RECORD EXCERPTS
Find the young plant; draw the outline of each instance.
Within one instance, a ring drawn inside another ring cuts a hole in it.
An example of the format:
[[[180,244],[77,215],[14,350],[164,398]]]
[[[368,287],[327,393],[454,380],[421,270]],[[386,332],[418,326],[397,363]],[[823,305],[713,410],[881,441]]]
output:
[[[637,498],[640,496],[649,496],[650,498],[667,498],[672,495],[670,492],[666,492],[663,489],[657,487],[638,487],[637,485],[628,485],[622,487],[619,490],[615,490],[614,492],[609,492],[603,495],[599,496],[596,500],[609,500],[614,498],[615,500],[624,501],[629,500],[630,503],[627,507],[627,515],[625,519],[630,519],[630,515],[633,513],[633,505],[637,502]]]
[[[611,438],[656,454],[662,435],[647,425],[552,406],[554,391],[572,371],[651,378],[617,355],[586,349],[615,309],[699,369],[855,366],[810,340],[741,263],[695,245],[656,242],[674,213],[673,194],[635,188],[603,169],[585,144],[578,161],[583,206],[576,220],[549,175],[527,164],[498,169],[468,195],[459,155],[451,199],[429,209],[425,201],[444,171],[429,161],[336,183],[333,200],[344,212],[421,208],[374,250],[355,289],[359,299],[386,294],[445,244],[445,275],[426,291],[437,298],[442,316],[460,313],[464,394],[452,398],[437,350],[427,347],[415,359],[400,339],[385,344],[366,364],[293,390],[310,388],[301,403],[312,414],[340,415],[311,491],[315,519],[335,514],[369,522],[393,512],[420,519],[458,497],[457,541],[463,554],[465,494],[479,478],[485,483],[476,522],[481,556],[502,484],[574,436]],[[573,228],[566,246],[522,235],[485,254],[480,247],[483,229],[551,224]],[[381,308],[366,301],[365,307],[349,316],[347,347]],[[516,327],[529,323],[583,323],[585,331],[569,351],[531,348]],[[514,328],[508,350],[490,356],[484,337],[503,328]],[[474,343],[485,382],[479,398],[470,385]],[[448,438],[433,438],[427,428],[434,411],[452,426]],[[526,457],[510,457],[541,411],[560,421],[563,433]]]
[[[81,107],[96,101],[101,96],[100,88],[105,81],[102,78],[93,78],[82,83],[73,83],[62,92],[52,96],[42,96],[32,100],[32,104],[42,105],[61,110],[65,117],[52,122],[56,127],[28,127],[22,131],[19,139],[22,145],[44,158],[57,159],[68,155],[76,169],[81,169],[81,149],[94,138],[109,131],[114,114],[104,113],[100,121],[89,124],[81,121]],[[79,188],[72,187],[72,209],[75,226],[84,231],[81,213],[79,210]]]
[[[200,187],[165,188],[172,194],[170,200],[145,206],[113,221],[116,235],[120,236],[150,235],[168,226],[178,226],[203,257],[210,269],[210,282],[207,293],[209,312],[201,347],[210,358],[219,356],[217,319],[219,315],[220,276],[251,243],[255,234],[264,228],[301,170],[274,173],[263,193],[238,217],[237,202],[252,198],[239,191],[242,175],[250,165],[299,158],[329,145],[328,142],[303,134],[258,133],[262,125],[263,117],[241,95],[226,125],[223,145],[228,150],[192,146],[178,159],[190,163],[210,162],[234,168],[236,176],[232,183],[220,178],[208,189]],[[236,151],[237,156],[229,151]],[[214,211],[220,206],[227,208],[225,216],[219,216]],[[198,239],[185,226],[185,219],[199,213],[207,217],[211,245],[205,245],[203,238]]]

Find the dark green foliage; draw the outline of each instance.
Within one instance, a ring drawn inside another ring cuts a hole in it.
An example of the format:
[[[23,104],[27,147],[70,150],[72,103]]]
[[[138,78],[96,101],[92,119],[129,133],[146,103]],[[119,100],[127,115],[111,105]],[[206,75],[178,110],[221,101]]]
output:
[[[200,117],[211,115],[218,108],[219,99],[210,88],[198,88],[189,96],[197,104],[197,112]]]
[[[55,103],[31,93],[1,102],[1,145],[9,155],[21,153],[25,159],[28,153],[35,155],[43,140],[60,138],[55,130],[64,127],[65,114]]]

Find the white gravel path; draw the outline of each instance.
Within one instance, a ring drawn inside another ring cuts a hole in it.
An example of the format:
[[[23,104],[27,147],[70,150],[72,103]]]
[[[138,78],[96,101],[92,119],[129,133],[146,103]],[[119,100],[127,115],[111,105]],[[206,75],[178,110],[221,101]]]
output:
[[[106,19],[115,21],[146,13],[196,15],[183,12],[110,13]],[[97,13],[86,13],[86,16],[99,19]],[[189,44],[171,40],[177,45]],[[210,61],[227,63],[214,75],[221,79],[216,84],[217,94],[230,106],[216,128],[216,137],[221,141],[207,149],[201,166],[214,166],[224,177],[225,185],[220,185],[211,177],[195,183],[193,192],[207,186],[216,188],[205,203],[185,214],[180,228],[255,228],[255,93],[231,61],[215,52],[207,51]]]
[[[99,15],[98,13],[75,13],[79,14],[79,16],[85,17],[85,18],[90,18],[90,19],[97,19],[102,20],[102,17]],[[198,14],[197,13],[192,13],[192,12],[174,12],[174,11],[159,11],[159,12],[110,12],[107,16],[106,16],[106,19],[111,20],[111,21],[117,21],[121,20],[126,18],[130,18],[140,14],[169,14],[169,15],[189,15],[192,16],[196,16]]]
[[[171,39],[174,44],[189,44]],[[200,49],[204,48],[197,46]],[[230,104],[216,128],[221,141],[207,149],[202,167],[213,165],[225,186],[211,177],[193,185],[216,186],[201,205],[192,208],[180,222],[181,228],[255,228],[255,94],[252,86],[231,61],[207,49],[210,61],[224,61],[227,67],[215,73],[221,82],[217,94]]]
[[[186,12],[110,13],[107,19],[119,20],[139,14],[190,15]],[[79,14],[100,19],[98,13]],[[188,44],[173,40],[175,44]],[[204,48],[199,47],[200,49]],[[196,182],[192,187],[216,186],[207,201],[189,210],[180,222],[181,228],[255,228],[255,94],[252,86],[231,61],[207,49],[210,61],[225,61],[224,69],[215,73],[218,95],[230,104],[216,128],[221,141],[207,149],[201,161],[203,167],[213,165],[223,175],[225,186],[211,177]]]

GIVEN PROBLEM
In full and verbatim, repeat the records given above.

EXERCISE ANSWER
Find the young plant; draw the outline of each instance.
Within one instance, a ring drawn inside another ring cuts a hole in it.
An example of the format:
[[[180,244],[77,215],[14,350],[164,398]]]
[[[368,287],[327,393],[454,380],[421,270]],[[386,332],[418,326],[397,363]],[[823,305],[713,410],[881,441]]]
output:
[[[637,498],[640,496],[649,496],[650,498],[667,498],[672,495],[670,492],[666,492],[663,489],[657,487],[638,487],[637,485],[628,485],[622,487],[619,490],[615,490],[614,492],[609,492],[603,495],[599,496],[596,500],[609,500],[614,498],[615,500],[624,501],[629,500],[630,503],[627,507],[627,515],[625,519],[630,519],[630,515],[633,513],[633,505],[637,502]]]
[[[611,438],[656,454],[662,435],[647,425],[552,406],[554,391],[572,371],[651,378],[617,355],[586,349],[615,309],[699,369],[855,366],[810,340],[741,263],[695,245],[656,242],[674,213],[673,194],[635,188],[603,169],[585,144],[578,161],[583,206],[576,220],[549,175],[527,164],[498,169],[468,195],[459,155],[451,199],[429,209],[425,201],[444,171],[429,161],[336,183],[333,200],[344,212],[421,208],[374,250],[355,289],[359,299],[386,294],[445,244],[445,275],[426,291],[437,298],[442,316],[460,313],[464,394],[452,398],[437,350],[427,347],[415,359],[400,339],[385,344],[366,364],[293,390],[310,388],[301,403],[312,414],[340,415],[311,491],[315,519],[335,514],[369,522],[393,512],[420,519],[458,497],[457,541],[463,554],[465,494],[479,478],[485,483],[476,522],[481,556],[502,484],[574,436]],[[573,228],[566,246],[522,235],[485,254],[480,247],[483,229],[551,224]],[[381,308],[366,301],[365,307],[349,316],[347,347]],[[516,327],[529,323],[583,323],[585,331],[569,351],[531,348]],[[514,328],[508,350],[490,356],[484,337],[503,328]],[[474,343],[485,382],[479,398],[470,385]],[[448,438],[433,438],[427,428],[434,411],[452,426]],[[526,457],[510,457],[541,411],[560,421],[563,433]]]
[[[81,107],[96,101],[101,96],[100,88],[105,81],[102,78],[93,78],[82,83],[73,83],[62,92],[52,96],[42,96],[32,100],[32,104],[42,105],[61,110],[65,117],[52,122],[56,127],[28,127],[22,131],[19,139],[22,145],[44,158],[57,159],[68,155],[76,169],[81,169],[81,149],[94,138],[109,131],[114,114],[104,113],[100,121],[89,124],[81,121]],[[79,188],[72,187],[72,209],[75,226],[84,231],[81,213],[79,210]]]
[[[200,187],[165,188],[172,194],[170,200],[145,206],[113,221],[116,235],[120,236],[150,235],[168,226],[178,226],[203,257],[210,269],[210,282],[207,293],[209,312],[201,347],[210,358],[219,356],[217,319],[219,315],[220,276],[251,243],[255,234],[264,228],[301,170],[274,173],[263,193],[238,217],[237,202],[252,198],[239,191],[242,175],[250,165],[299,158],[329,145],[328,142],[303,134],[258,133],[262,125],[263,117],[241,95],[226,125],[223,145],[228,150],[192,146],[178,159],[190,163],[210,162],[234,168],[236,176],[232,183],[220,178],[208,189]],[[236,151],[237,156],[229,151]],[[214,211],[220,206],[227,208],[225,216],[219,216]],[[198,239],[185,226],[185,219],[199,213],[207,217],[211,245],[205,245],[203,238]]]

Find the dark green foliage; draw the outline of each instance.
Within one instance, a ring drawn inside another ring cuts a hole in it.
An example of the format:
[[[23,104],[27,147],[70,150],[72,103]]]
[[[138,78],[96,101],[92,119],[129,133],[146,103]],[[119,100],[127,115],[111,105]],[[206,75],[178,110],[221,101]]]
output:
[[[200,117],[211,115],[218,108],[219,99],[210,88],[198,88],[189,96],[197,104],[197,112]]]
[[[55,103],[31,93],[1,102],[1,145],[9,155],[21,153],[25,159],[28,153],[35,155],[43,140],[60,138],[55,130],[64,127],[65,114]]]

Find the white gravel path; draw the outline of each instance.
Within one instance, a ring drawn inside another ring cuts a hole in it.
An example of the format:
[[[23,104],[27,147],[70,150],[72,103]]]
[[[138,78],[96,101],[92,119],[129,133],[146,103]],[[119,100],[127,115],[111,105]],[[206,75],[178,110],[221,101]]]
output:
[[[106,19],[115,21],[146,13],[196,15],[183,12],[110,13]],[[97,13],[86,13],[86,16],[99,19]],[[189,44],[171,40],[177,45]],[[210,61],[227,63],[214,75],[221,79],[216,84],[217,94],[230,106],[216,128],[216,137],[221,141],[207,149],[201,166],[214,166],[224,177],[225,185],[220,185],[211,177],[195,183],[193,192],[207,186],[216,188],[205,203],[185,214],[180,228],[255,228],[255,93],[231,61],[215,52],[207,51]]]
[[[99,15],[98,13],[75,13],[79,14],[79,16],[85,17],[85,18],[90,18],[90,19],[97,19],[102,20],[102,17]],[[198,14],[197,13],[192,13],[192,12],[174,12],[174,11],[159,11],[159,12],[110,12],[107,16],[106,16],[106,19],[111,20],[111,21],[117,21],[121,20],[126,18],[130,18],[140,14],[169,14],[169,15],[189,15],[192,16],[196,16]]]
[[[171,39],[174,44],[189,44]],[[200,49],[204,48],[197,46]],[[230,104],[216,128],[221,141],[207,149],[202,167],[213,165],[225,186],[211,177],[193,185],[216,186],[201,205],[192,208],[180,222],[181,228],[255,228],[255,94],[252,86],[231,61],[207,49],[210,61],[224,61],[227,67],[215,73],[221,82],[217,94]]]
[[[186,12],[110,13],[107,19],[119,20],[139,14],[190,15]],[[79,14],[100,19],[98,13]],[[188,44],[173,40],[175,44]],[[204,48],[199,47],[200,49]],[[196,182],[192,187],[216,186],[207,201],[189,210],[180,222],[181,228],[255,228],[255,94],[252,86],[231,61],[207,49],[210,61],[225,61],[224,69],[215,73],[218,95],[230,104],[216,128],[221,141],[207,149],[201,161],[203,167],[213,165],[223,175],[225,186],[211,177]]]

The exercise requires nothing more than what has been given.